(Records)
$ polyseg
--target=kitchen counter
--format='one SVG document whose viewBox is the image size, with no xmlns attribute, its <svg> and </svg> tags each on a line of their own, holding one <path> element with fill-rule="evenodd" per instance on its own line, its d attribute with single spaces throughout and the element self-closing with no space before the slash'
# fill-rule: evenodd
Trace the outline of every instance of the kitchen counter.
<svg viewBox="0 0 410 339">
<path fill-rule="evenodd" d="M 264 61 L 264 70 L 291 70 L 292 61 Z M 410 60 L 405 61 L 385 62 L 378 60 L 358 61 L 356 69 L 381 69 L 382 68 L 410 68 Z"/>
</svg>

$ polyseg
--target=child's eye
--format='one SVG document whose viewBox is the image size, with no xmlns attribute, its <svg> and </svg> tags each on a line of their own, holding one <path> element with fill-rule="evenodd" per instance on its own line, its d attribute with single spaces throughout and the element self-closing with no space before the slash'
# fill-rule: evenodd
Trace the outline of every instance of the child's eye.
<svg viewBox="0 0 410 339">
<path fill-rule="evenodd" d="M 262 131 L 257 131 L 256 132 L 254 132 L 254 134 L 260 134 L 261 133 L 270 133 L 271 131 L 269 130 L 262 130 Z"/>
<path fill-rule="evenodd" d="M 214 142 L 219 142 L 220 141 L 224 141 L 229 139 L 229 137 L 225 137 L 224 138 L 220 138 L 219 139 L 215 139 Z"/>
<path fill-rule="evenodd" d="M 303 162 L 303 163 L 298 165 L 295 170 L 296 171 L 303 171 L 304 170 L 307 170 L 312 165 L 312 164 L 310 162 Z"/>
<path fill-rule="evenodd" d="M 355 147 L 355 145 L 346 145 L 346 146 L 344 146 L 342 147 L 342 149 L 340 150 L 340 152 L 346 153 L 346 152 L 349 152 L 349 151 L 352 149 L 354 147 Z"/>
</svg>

**Goal of the exercise**
Reproduce all of the data above in full, requests included, and add 88 to every number in the answers, covering both the viewBox values and the path coordinates.

**Output**
$ polyseg
--target=kitchen counter
--format='one SVG document whose viewBox is the image size, with no xmlns attribute, its <svg> and </svg> tags each on a line of their own, holding one <path> element with fill-rule="evenodd" per instance on its own line, its d attribute with single spaces throughout and the element self-closing with no space before the slash'
# fill-rule: evenodd
Trace the outline of every instance of the kitchen counter.
<svg viewBox="88 88 498 427">
<path fill-rule="evenodd" d="M 352 149 L 352 158 L 379 158 L 380 149 Z M 498 148 L 493 149 L 473 150 L 466 148 L 446 149 L 444 157 L 469 157 L 470 156 L 498 156 Z"/>
</svg>

$ polyseg
--target=child's eye
--format='one SVG document whose viewBox is the image size, with no xmlns attribute, its <svg> and </svg> tags each on a line of their own, holding one <path> element with fill-rule="evenodd" per instance on its own line, its d attribute with single spaces throughout and the element self-closing with no space before the slash'
# fill-rule: evenodd
Trace the outline of every instance of the child's eye.
<svg viewBox="88 88 498 427">
<path fill-rule="evenodd" d="M 350 219 L 345 219 L 344 220 L 342 220 L 342 222 L 348 222 L 349 221 L 358 221 L 359 219 L 357 218 L 350 218 Z"/>
<path fill-rule="evenodd" d="M 302 230 L 307 230 L 308 229 L 312 229 L 317 227 L 317 225 L 313 225 L 312 226 L 308 226 L 307 227 L 303 227 Z"/>
<path fill-rule="evenodd" d="M 391 250 L 391 251 L 386 253 L 383 258 L 384 259 L 391 259 L 392 258 L 395 258 L 400 253 L 400 252 L 398 250 Z"/>
<path fill-rule="evenodd" d="M 443 235 L 443 233 L 434 233 L 434 234 L 432 234 L 430 235 L 430 237 L 428 238 L 428 240 L 434 241 L 434 240 L 437 240 L 437 239 L 440 237 L 442 235 Z"/>
</svg>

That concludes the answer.